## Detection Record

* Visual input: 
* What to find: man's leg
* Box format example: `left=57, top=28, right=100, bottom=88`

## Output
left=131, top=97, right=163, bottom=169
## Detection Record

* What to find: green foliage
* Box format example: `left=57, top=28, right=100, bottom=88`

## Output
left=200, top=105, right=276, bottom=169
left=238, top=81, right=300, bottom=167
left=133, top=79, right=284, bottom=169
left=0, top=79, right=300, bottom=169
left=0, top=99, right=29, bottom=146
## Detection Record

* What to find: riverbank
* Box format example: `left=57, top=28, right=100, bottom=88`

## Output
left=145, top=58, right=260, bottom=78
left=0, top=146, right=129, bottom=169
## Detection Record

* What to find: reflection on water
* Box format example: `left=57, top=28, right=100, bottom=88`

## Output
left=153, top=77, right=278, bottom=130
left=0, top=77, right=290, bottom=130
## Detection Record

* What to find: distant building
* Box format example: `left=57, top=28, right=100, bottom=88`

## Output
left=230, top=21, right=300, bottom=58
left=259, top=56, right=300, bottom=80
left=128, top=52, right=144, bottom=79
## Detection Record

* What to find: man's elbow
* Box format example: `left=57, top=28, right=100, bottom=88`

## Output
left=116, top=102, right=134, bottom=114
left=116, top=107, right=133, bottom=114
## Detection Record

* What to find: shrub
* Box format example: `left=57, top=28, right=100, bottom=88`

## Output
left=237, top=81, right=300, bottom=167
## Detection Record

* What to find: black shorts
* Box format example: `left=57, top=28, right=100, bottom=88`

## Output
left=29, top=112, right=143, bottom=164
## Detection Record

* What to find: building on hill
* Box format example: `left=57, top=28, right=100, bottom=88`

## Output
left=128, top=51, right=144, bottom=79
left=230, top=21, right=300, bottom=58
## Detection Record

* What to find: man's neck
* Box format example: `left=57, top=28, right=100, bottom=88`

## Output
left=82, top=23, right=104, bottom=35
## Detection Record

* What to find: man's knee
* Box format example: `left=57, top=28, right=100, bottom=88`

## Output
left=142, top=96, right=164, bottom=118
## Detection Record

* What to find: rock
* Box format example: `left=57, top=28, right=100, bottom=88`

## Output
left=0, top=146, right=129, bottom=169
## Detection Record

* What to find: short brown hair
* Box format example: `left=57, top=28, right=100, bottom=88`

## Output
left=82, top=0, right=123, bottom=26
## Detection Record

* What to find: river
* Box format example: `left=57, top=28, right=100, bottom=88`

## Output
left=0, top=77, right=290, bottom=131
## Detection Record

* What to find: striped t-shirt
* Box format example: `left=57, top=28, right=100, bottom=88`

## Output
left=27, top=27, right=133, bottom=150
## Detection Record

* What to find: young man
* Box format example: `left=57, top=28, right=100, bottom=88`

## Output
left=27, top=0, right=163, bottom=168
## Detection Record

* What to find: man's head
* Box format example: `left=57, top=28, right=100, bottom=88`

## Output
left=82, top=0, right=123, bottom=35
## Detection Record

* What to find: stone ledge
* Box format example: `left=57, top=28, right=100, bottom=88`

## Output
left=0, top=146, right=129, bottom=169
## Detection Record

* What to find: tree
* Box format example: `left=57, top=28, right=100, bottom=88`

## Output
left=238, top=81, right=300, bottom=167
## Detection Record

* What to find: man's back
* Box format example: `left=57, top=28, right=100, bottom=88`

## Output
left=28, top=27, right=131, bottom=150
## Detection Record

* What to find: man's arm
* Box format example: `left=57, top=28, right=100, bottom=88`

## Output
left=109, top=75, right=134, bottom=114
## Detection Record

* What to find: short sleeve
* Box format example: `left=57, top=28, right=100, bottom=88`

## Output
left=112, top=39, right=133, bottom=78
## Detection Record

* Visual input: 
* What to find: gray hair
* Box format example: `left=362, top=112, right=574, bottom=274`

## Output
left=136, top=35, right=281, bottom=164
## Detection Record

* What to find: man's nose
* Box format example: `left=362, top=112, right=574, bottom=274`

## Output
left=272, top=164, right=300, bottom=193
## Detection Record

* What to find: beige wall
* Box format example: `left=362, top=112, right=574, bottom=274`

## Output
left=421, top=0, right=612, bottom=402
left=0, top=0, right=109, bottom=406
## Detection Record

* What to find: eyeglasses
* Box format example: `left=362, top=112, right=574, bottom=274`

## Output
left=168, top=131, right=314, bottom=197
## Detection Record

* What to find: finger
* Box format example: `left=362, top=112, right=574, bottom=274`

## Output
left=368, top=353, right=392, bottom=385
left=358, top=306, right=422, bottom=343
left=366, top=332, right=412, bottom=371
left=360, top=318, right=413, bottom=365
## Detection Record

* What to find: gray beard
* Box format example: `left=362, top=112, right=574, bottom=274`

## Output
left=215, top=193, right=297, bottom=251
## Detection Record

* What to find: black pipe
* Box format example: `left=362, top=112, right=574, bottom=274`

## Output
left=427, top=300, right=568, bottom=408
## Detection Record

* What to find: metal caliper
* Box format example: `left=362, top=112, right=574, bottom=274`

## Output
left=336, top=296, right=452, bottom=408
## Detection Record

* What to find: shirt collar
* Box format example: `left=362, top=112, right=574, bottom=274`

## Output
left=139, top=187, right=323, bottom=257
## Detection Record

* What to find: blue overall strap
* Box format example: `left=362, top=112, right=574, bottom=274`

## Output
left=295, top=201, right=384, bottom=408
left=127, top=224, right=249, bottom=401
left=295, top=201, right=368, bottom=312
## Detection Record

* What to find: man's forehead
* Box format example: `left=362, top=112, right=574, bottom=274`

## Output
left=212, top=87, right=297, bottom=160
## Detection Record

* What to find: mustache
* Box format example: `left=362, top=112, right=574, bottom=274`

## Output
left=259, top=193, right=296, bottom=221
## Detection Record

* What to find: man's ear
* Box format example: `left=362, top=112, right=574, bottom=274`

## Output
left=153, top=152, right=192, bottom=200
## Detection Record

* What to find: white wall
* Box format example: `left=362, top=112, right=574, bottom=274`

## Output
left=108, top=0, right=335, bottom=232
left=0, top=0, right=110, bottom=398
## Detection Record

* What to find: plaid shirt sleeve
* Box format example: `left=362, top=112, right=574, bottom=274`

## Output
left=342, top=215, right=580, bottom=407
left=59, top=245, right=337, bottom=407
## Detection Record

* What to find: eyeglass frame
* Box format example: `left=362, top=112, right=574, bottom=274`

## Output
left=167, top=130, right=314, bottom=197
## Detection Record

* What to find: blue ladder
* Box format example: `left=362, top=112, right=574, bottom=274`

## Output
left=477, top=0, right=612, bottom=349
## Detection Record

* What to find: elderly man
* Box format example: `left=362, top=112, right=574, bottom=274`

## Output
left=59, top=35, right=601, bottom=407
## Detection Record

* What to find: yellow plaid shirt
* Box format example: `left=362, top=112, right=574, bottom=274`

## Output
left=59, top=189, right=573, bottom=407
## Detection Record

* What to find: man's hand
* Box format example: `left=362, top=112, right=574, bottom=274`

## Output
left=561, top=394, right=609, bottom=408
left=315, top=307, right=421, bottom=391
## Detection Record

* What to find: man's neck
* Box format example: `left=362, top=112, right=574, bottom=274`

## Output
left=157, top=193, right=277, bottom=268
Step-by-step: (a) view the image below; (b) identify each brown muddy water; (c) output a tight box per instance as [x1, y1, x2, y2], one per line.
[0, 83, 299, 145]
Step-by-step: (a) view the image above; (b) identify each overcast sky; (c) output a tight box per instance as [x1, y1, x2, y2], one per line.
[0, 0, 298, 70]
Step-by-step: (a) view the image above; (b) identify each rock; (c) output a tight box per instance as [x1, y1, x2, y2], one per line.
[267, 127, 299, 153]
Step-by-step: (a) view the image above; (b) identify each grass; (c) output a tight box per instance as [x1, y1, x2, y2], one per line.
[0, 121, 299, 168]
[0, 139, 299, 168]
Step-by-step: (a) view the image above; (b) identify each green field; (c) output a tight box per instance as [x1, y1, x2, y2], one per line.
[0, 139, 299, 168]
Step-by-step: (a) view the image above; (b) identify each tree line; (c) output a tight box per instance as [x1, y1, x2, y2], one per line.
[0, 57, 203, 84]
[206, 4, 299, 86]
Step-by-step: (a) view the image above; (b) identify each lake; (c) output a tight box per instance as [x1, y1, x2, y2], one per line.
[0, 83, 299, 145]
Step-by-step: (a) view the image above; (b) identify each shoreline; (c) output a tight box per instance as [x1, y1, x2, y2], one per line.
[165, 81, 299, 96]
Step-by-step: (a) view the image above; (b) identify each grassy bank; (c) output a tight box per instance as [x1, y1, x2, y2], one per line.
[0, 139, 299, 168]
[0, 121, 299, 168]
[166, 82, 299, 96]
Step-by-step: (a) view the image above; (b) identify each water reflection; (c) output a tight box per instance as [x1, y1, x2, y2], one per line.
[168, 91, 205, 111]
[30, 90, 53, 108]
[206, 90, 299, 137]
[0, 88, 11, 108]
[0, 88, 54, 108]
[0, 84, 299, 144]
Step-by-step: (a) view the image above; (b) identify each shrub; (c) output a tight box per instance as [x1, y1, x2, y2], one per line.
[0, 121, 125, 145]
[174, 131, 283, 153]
++++++
_Exercise task:_
Please identify every line of the material above that contains the word "gray" and copy each one.

_Completed exercise:_
* What to find: gray hair
* What to find: gray beard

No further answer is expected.